Si discute sulla sorte del Memorandum Italia-Libia, che dal 2017 supporta la Libia nella lotta contro l’immigrazione clandestina, finanziando i centri di accoglienza che si occupano delle “condizioni dei migranti illegali”. Come se ne occupano: abusi, violenze, torture, schiavitù. Sarà rinnovato anche dal nuovo governo? Il 26 ottobre la manifestazione sull’Esquilino: #nonsonodaccordo

Memorandun Italia-Libia

Photocredit: ilfattoquotidiano.it

Dal 2017 l’Italia sostiene finanziariamente i crimini di guerra della Libia. Quelli che formalmente dovrebbero essere aiuti per riportare i migranti illegali nel proprio paese, diventano ausili alle peggiori violenze (44 milioni di euro spesi ad oggi). Nel 2018 è stata dichiarata l’area SAR libica: tutto il potere è nelle mani delle autorità libiche, che possono soccorrere e assegnare il porto di sbarco: la Libia, ovviamente.

Le conseguenze: il Mediterraneo è un mare di morte, oltre 19.000 le persone morte o disperse registrate tra il 2014 e i primi 3 mesi del 2022. Nel 2021 il caso della motovedetta Ras Jadir donata dall’Italia: un video la ritrae sparare addosso a una barca piena di migranti. Nemmeno questo è servito a cambiare le cose. I più sfortunati non muoiono subito ma vengono rimpatriati. Inizia per loro una serie di violenze, abusi e torture. Donne, uomini e bambini scomparsi senza lasciare traccia dopo aver subito maltrattamenti di ogni genere.

→ Estratto del dataset:
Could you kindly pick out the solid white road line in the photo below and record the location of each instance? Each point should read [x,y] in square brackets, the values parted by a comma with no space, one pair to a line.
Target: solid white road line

→ Quesiti:
1. Risponda alle seguenti domande sul testo relativo al Memorandum Italia-Libia.
(a) Secondo il testo, quanti euro sono stati spesi ad oggi?
(b) In quale anno è stata dichiarata l'area SAR libica?
(c) Come si chiama la motovedetta donata dall'Italia nel caso del 2021?
2. Prosegua il testo sul Memorandum Italia-Libia a partire dall'ultima frase riportata.

→ Soluzioni:
1.
(a) 44 milioni di euro.
(b) Nel 2018.
(c) Ras Jadir.

2.
Ignorando completamente l’art.80 della Costituzione, il Memorandum non è mai stato formalmente discusso in Parlamento. Le possibilità di abrogazione sono minime, anzi, in tutti i programmi elettorali di centro destra si è ribadita l’alleanza con la Libia. Ma se la politica non agisce, vengono in soccorso le associazioni: Oxfam, Tavolo Asilo e Immigrazione hanno indetto una conferenza stampa il 26 ottobre. Lo slogan #nonsonodaccordo sarà ripetuto durante la manifestazione sull’Esquilino: contro le violenze, contro l’ignoranza colpevole della legge.